WORK INSTRUCTIONS:
(a) List every film title that appears in the excerpt on classical Hollywood characters, along with the year given for it.
(b) Please copy the part of the excerpt on classical Hollywood characters starting with "If characters are" and going on through "post provides action.".

If characters are to become agents of causality, their traits must be affirmed in speech and physical behavior, the observable projections of personality. While films can entirely do without people, Hollywood cinema relies upon a distinction between movement and action. Movement, writes Frederick Palmer, 14
is merely motion. Action is usually the outward expression of inner feelings…. For instance, one might write: 'The whirring blades of the electric fan caused the window curtains to flutter. The man seated at the massive desk finished his momentous letter, sealed it, and hastened out to post it.' The whirring fan and the fluttering curtain give motion only-the man's writing the letter and taking it out to post provides action.
It is of action that photoplays are wrought.
Palmer's scene provides a precise hypothetical alternative to the classical style (one that Ozu will actualize in his shots of objects interrupting passages of character 'action'). Hollywood cinema, however, emphasizes action, 'the outward expression of inner feeling, ' the litmus test of character consistency. Even a simple physical reaction-a gesture, an expression, a widening of the eyes-constructs character psychology in accordance with other information. Most actions in the classical film proceed, as Bazin put it, 'from the commonsense supposition that a necessary and unambiguous causal relationship exists between feelings and their outward manifestations.' 15
Hollywood cinema reinforces the individuality and consistency of each character by means of recurrent motifs. A character will be tagged with a detail of speech or behavior that defines a major trait. For example, the nouveau riche Upshaw in *Going Highbrow (1935) is associated with his craving for tomato juice and eggs, a sign of his ordinary tastes. The 'fallen woman' in *Woman of the World (1925) is defined by her exotic tattoo, executed at a lover's request. In *Mr. Skeffington (1944), Fanny's flightiness is conveyed by her habit of mentioning a luncheon engagement with another woman but then always standing her up. The motif may associate the character with an object or locale. The heroine of *The Tiger's Coat (1920) is associated with a painting that compares her to a 'tawny tiger skin.' In *His Double Life (1933), Farrell meets a woman who talks of her garden while the soundtrack plays 'Country Gardens'; once he has married her, they are seen sitting in her garden. Consistency of character is conveyed by repeating the motif through the film. With a minor character, the motif may be a running gag that aids easy identification, as when one soldier in *The Hasty Heart (1949) has been curious about what a Scotsman wears under his kilts and at the end peers under the kilts to find out.

Source records

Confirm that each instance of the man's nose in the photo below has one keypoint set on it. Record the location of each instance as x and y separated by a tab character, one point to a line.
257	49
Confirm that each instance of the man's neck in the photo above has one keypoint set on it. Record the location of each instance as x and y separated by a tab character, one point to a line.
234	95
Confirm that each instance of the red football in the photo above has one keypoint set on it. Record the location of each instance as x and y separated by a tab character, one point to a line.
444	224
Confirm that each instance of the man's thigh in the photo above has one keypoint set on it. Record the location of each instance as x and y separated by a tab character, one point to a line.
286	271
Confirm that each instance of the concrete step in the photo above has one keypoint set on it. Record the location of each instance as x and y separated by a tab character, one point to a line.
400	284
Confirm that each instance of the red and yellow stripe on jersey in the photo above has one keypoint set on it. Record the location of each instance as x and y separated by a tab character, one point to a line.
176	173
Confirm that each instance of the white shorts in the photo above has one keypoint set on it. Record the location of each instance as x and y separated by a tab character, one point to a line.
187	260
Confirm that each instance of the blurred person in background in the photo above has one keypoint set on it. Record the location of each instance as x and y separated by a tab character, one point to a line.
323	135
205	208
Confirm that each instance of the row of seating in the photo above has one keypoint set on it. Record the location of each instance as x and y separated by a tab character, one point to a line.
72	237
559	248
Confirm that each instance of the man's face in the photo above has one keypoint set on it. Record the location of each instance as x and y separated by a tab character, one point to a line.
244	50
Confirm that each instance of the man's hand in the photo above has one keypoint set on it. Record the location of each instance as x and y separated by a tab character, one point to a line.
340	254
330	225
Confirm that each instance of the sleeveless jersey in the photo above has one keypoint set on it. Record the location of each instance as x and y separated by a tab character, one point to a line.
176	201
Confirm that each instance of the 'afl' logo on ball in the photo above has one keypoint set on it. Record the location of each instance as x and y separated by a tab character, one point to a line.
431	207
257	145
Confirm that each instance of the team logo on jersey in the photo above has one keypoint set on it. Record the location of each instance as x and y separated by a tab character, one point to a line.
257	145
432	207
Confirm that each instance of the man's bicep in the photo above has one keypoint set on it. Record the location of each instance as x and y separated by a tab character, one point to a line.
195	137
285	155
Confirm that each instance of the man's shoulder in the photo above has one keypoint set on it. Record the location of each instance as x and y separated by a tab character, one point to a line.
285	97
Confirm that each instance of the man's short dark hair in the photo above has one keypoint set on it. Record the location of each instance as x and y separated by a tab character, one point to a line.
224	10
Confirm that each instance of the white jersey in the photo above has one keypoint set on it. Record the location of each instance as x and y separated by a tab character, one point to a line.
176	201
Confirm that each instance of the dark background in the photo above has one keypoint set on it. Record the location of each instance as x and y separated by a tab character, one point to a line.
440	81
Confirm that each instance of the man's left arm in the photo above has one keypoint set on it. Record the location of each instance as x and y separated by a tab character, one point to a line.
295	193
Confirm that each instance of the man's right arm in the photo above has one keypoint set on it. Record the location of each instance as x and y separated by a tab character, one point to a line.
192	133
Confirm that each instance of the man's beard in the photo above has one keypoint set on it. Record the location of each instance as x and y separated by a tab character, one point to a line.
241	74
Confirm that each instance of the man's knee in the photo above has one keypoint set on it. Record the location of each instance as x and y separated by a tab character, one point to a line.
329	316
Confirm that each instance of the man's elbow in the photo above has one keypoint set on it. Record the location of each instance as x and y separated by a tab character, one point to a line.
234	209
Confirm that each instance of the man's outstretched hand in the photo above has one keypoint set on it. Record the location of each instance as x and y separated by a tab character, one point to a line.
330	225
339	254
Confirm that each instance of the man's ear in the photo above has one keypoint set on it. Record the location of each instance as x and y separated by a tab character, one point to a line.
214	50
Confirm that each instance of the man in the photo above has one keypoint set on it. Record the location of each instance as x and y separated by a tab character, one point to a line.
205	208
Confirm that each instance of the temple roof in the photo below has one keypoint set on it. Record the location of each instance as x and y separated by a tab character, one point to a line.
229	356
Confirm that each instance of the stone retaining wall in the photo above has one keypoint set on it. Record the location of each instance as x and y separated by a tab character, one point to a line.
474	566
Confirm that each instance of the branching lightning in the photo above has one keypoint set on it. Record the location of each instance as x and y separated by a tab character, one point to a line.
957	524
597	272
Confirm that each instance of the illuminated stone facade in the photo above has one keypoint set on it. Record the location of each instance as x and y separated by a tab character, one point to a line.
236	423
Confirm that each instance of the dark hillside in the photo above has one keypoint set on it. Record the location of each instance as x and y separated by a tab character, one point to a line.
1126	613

REPLIES:
(a)
- Going Highbrow (1935)
- Woman of the World (1925)
- Mr. Skeffington (1944)
- The Tiger's Coat (1920)
- His Double Life (1933)
- The Hasty Heart (1949)

(b)
If characters are to become agents of causality, their traits must be affirmed in speech and physical behavior, the observable projections of personality. While films can entirely do without people, Hollywood cinema relies upon a distinction between movement and action. Movement, writes Frederick Palmer, 14
is merely motion. Action is usually the outward expression of inner feelings…. For instance, one might write: 'The whirring blades of the electric fan caused the window curtains to flutter. The man seated at the massive desk finished his momentous letter, sealed it, and hastened out to post it.' The whirring fan and the fluttering curtain give motion only-the man's writing the letter and taking it out to post provides action.